# Passage provided:

━━━━━━━━

'Three parent IVF' technique set for approval
28th June 2013 - The UK could become the first country to approve an innovative IVF technique to prevent babies being born with certain rare disabling genetic disorders.
The technique produces embryos containing DNA from 3 people to help prevent serious mitochondrial diseases that are passed on from mother to child.
The government will produce draft regulations later this year.
What are mitochondrial diseases and how does this controversial IVF technique work? Read our FAQs.
What are mitochondria?
Mitochondria are responsible for producing energy that cells in our body need in order to function.
They are sometimes referred to as the cell's 'batteries'.
They are passed from mother to baby.
What are mitochondrial diseases?
When babies are born with defective mitochondria, they can develop serious health problems, such as heart and liver disease and respiratory problems.
It can even lead to death in infants.
How common are mitochondrial diseases?
One in 6,500 babies is born with mitochondrial disorder.
Around 12,000 people in the UK live with these conditions.
What is the 'three parent' IVF technique?
The technique involves transferring genetic material from the nucleus of an egg or embryo from a woman carrying a mitochondrial disease into an egg or embryo from a healthy donor that has had its nuclear DNA removed. This means the resulting embryo will have the affected mother's nuclear DNA but will not inherit the mitochondrial disease, so allowing a woman carrying defective mitochondria to have healthy children.
The resulting embryo has the nuclear DNA of the mother and father, but the mitochondrial DNA of the donor - hence the label 'Three Parent IVF' treatment.

━━━━━━━━

# Record extracts:
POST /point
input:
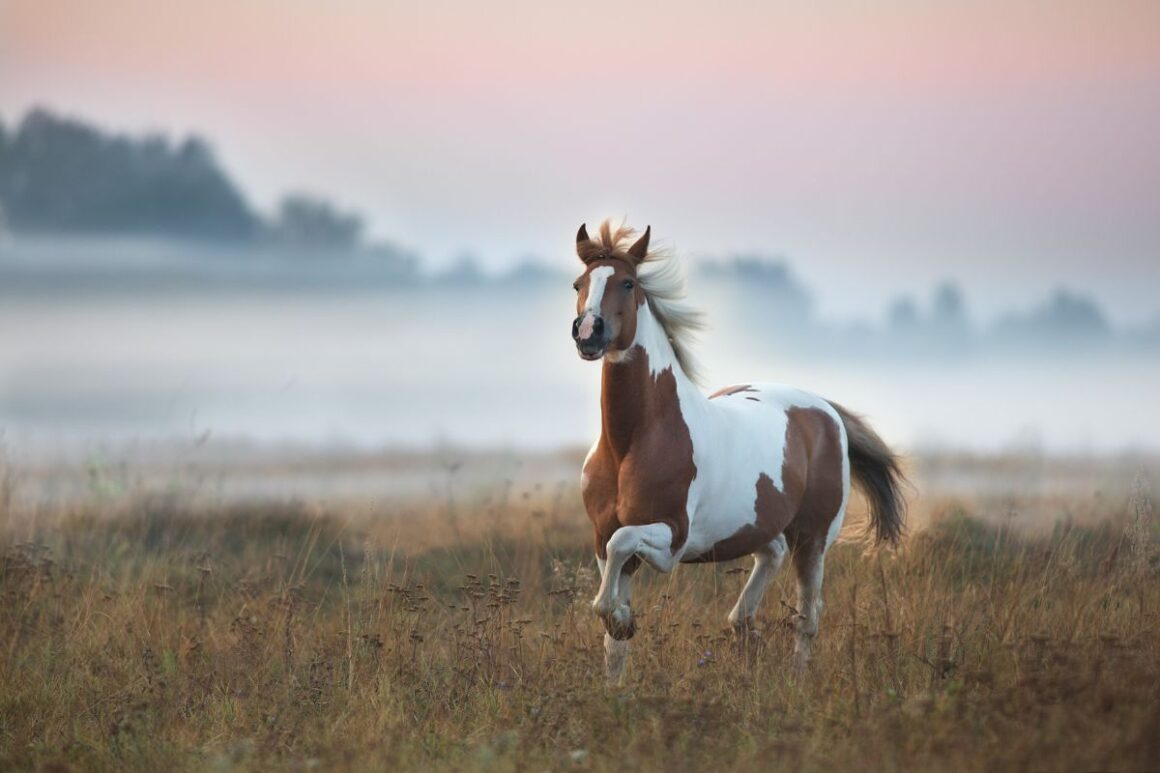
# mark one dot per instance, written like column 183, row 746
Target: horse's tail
column 876, row 470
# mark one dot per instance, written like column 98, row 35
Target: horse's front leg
column 652, row 543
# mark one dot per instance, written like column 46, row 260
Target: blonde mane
column 661, row 277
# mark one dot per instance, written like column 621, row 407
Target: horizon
column 879, row 151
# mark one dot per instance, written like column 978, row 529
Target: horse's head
column 607, row 296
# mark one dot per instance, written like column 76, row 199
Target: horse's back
column 775, row 462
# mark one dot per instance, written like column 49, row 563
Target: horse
column 678, row 476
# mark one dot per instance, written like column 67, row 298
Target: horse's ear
column 640, row 248
column 585, row 247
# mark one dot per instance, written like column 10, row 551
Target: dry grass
column 153, row 634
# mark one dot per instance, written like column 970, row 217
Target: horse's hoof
column 621, row 629
column 746, row 628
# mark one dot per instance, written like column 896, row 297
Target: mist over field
column 123, row 340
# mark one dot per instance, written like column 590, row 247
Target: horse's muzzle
column 588, row 333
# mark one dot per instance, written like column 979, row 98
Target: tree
column 309, row 221
column 64, row 175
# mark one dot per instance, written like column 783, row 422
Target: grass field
column 167, row 631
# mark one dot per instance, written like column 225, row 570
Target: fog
column 111, row 342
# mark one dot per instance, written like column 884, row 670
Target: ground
column 160, row 628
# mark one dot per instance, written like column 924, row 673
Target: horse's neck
column 631, row 384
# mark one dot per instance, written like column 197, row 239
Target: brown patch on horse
column 811, row 496
column 643, row 466
column 725, row 391
column 823, row 492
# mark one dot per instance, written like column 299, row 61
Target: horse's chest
column 649, row 485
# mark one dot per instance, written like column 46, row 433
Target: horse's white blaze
column 734, row 441
column 597, row 281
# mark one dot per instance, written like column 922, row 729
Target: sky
column 1010, row 145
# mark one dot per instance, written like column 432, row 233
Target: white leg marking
column 811, row 571
column 616, row 652
column 766, row 563
column 652, row 542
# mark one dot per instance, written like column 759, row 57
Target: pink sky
column 1010, row 145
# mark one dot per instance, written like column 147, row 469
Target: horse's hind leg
column 766, row 563
column 616, row 650
column 810, row 563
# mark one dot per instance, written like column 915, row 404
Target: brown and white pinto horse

━━━━━━━━

# Task description:
Reproduce the passage on the "three parent" IVF technique word for word, beginning at the words "The resulting embryo has" and stopping after the words "Parent IVF' treatment.". Work from the text alone and disregard the items.

# Response:
The resulting embryo has the nuclear DNA of the mother and father, but the mitochondrial DNA of the donor - hence the label 'Three Parent IVF' treatment.